SET EXERCISE 1 :: Using the post on White v. United States below, explain in one to three sentences why, under the view of the Second, Fifth, Ninth, and Eleventh Circuits, time spent on plea negotiations that yield no finalized agreement can be excluded only with case-specific findings.
SET EXERCISE 2 :: Please name the circuits whose position the Sixth Circuit's holding was consistent with, according to the post on White v. United States below.

EXCERPT ::
◇ ◇ ◇

Published on: Wednesday, January 10, 2018

In White v. United States, No. 17-270, the issued presented to the Supreme Court was: "Whether, under the Speedy Trial Act, time engaged in a plea negotiation that does not result in a finalized plea agreement is automatically excludable as 'other proceedings concerning the defendant' under 18 U.S.C. § 3161(h)(1), as four circuits hold; or whether such time is excludable only if the district court makes case-specific 'ends of justice' findings under 18 U.S.C. § 3161(h)(7), as four other circuits hold."  The Sixth Circuit held, consistent with the Fourth, Seventh, and Eighth Circuits, that time spent in plea negotiations that do not result in a finalized plea agreement is authomatically excludable as "other proceedings" under 18 U.S.C. § 3161(h)(1). In contrast, the Second, Fifth, Ninth, and Eleventh Circuits hold that plea negotiations that fail to yield a finalized agreement are not authomatically excludable as"other proceedings concerning the defendant" under § 3161(h)(1).

◇ ◇ ◇

RECORDED DATA ::
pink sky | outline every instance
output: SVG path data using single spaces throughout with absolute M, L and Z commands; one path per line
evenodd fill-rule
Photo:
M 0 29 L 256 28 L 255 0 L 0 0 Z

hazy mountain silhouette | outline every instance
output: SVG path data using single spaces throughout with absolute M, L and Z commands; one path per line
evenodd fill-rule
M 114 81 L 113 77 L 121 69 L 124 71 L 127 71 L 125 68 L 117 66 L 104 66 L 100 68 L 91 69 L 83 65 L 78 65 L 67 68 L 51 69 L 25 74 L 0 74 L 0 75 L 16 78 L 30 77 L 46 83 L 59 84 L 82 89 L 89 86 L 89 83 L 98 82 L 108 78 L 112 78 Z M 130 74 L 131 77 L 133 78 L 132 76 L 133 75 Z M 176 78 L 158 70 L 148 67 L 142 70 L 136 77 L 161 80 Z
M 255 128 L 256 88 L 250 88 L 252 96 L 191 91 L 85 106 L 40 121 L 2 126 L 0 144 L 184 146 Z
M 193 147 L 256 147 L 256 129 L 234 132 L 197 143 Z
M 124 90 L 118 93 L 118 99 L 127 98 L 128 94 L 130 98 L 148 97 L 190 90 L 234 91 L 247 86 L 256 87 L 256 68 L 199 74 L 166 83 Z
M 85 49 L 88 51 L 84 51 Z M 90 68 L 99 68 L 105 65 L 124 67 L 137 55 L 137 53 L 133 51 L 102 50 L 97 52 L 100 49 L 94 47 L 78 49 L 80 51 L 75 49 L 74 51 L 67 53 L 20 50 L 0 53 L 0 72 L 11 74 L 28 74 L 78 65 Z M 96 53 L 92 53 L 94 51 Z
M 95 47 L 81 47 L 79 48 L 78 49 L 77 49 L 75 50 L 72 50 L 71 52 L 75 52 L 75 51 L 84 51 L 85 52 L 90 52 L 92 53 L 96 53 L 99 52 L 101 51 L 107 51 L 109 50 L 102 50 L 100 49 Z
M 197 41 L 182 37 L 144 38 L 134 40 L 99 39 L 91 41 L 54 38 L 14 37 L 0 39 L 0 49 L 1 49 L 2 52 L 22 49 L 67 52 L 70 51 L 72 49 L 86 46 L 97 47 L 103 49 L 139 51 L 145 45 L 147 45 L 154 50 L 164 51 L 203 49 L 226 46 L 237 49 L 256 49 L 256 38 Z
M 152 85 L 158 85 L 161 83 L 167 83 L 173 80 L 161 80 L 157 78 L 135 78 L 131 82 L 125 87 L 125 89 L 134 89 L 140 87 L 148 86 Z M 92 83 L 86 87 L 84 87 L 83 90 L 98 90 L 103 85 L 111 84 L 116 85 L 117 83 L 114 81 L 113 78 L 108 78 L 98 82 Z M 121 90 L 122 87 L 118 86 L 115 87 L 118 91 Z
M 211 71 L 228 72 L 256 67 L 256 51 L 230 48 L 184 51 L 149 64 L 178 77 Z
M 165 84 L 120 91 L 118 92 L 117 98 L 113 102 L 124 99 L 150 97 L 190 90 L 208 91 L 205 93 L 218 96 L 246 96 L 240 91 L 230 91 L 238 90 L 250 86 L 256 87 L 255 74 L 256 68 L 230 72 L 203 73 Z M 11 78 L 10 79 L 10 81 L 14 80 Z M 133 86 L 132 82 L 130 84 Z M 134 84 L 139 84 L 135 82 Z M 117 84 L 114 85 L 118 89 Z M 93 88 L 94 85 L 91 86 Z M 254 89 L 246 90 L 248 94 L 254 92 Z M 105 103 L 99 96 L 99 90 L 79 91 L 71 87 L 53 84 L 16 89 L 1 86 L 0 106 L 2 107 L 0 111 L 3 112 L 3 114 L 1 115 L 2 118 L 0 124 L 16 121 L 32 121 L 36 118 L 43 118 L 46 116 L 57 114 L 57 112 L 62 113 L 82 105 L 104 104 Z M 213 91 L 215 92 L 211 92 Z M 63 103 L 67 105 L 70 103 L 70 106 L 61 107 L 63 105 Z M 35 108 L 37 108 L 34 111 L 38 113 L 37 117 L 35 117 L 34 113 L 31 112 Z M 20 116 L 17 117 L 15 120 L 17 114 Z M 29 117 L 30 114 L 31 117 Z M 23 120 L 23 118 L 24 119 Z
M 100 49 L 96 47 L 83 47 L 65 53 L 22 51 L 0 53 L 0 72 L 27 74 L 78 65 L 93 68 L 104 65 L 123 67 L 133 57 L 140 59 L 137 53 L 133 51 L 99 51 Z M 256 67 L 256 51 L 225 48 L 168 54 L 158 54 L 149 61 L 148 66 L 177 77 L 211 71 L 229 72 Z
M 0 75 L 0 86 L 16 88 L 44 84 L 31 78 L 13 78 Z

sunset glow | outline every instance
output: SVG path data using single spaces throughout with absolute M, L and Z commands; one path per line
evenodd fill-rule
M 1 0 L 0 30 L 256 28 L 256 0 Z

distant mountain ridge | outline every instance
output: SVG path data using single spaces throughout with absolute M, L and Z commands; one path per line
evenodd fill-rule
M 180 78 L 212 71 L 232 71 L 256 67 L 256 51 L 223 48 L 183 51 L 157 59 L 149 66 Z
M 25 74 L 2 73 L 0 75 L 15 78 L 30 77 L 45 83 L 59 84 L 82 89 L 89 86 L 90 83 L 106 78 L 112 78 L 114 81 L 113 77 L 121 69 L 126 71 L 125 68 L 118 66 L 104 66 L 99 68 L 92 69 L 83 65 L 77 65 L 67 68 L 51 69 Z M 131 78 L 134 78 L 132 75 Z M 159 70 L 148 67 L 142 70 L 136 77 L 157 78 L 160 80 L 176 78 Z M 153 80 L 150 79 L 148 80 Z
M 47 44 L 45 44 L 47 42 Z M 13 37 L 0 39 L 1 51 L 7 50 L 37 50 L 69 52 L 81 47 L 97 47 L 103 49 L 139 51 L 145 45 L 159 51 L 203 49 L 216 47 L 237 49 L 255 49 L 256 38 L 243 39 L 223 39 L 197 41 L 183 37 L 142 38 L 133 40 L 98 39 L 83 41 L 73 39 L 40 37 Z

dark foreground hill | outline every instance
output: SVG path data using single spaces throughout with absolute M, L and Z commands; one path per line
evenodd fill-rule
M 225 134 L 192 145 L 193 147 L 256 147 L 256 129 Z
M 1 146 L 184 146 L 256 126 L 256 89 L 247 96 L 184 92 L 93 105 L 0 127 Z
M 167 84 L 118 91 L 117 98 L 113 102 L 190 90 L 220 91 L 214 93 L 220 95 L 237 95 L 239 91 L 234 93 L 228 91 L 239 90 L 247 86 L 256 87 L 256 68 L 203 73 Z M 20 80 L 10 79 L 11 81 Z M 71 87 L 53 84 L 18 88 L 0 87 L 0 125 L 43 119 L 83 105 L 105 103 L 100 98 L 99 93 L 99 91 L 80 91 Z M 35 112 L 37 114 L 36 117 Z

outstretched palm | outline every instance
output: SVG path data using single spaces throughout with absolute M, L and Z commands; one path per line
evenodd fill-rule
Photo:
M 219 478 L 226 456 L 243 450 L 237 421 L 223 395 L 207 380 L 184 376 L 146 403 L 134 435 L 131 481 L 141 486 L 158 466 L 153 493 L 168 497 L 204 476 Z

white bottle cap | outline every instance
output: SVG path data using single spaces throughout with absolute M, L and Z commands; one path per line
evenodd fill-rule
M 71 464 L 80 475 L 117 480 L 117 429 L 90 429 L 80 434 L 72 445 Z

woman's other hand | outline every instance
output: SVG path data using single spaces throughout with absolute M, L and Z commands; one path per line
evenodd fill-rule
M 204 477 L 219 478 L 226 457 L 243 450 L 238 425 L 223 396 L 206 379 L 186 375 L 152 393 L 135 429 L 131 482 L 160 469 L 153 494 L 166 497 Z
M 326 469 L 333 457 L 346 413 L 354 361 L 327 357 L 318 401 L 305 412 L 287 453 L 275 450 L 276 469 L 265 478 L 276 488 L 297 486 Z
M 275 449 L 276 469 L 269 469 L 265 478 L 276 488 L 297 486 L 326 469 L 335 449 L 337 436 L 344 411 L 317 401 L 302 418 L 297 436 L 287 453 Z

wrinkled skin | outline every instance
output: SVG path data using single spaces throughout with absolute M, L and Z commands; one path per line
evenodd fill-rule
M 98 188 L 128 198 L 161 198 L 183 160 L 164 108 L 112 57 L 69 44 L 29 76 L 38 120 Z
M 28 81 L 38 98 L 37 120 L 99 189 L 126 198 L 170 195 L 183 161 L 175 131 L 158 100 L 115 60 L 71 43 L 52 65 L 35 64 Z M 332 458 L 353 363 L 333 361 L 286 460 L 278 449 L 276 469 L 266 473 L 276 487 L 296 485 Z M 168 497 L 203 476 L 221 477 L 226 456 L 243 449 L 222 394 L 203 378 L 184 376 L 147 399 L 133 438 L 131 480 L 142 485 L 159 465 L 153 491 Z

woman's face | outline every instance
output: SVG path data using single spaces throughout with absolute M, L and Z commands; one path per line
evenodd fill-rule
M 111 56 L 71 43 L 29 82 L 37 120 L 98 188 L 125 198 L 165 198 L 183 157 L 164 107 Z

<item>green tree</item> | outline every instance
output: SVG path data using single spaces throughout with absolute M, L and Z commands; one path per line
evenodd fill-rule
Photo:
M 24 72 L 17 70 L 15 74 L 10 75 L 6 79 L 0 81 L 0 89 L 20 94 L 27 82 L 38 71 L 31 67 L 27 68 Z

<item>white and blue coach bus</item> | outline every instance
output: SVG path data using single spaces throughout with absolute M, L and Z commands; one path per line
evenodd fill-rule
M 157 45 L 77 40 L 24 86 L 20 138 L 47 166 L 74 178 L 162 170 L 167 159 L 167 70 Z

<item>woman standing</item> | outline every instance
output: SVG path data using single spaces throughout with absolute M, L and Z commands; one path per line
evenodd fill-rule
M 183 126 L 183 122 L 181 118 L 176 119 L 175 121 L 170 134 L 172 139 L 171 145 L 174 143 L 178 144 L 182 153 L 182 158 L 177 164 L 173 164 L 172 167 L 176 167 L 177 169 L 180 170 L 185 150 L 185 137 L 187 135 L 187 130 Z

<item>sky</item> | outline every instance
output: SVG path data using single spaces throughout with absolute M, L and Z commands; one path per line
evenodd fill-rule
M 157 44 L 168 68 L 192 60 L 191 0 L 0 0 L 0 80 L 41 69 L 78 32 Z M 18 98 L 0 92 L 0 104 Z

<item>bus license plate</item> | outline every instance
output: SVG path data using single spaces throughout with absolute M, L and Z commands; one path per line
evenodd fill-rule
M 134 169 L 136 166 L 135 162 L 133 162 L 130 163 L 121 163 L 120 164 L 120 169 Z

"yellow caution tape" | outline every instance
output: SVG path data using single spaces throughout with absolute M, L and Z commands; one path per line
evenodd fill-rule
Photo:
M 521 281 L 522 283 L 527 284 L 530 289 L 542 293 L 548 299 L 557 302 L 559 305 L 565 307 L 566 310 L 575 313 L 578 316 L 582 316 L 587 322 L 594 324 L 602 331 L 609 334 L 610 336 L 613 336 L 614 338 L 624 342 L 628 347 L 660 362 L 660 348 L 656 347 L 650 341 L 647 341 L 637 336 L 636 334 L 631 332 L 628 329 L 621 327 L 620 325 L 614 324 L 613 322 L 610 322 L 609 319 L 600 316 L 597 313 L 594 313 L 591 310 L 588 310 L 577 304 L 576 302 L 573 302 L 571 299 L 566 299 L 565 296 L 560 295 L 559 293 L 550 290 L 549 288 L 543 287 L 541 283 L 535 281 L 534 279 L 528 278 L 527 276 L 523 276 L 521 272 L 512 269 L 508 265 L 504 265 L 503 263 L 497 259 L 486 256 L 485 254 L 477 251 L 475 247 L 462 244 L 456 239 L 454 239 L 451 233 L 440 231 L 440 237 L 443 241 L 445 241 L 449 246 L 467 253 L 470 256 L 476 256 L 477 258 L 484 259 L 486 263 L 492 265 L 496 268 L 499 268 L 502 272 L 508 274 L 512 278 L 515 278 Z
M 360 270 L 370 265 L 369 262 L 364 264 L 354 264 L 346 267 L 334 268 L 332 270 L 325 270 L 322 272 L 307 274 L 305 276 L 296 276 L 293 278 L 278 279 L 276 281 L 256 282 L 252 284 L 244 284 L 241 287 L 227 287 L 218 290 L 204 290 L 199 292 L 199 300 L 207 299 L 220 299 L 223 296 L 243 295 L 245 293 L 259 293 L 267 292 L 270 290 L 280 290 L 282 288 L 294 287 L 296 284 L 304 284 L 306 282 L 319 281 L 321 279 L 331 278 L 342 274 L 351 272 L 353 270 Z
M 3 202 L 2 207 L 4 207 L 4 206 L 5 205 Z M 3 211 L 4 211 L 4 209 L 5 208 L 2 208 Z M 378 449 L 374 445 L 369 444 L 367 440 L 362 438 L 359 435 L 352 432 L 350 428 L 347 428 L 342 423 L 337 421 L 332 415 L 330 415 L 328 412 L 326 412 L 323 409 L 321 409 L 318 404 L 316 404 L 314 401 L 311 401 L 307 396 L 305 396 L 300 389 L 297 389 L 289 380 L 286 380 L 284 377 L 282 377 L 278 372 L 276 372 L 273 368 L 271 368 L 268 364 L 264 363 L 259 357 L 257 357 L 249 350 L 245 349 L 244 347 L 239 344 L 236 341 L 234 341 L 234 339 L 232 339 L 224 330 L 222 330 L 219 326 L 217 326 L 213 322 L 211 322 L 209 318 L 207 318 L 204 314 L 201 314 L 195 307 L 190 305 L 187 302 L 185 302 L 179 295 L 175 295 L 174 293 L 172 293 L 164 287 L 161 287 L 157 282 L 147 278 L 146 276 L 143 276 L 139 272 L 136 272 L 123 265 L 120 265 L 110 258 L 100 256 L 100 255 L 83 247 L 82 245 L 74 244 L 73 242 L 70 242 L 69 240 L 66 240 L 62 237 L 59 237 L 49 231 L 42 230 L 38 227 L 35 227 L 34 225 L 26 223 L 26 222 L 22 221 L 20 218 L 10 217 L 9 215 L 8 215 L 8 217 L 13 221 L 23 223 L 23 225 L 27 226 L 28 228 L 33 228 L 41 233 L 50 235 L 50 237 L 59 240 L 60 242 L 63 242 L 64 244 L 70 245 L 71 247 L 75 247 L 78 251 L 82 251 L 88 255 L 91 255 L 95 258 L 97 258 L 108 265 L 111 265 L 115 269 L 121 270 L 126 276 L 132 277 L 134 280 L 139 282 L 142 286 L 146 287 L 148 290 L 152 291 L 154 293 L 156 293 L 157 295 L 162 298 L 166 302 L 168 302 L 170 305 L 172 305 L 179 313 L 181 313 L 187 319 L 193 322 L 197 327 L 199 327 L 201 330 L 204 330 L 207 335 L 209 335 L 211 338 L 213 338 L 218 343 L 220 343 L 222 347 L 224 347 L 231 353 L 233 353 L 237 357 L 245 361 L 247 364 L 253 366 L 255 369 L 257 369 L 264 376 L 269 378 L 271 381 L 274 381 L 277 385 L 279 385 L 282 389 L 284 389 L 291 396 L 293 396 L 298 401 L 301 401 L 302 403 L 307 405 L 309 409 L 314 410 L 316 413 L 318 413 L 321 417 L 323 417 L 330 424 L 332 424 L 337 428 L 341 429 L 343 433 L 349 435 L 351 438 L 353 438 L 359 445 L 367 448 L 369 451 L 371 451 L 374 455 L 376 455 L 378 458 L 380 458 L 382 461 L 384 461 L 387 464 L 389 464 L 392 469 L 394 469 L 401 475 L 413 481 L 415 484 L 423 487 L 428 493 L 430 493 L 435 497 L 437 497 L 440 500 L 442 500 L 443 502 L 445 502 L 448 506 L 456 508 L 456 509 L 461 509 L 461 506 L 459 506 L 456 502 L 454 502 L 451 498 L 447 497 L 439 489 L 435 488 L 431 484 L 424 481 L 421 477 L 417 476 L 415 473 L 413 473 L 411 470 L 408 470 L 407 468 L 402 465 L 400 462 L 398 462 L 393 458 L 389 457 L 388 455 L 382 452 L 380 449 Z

◇ ◇ ◇

FINAL RESULT 1 :: Those circuits hold that such negotiations are not automatically excludable as "other proceedings concerning the defendant" under 18 U.S.C. § 3161(h)(1). The time is therefore excludable only if the district court makes case-specific "ends of justice" findings under 18 U.S.C. § 3161(h)(7).

FINAL RESULT 2 :: The Fourth, Seventh, and Eighth Circuits.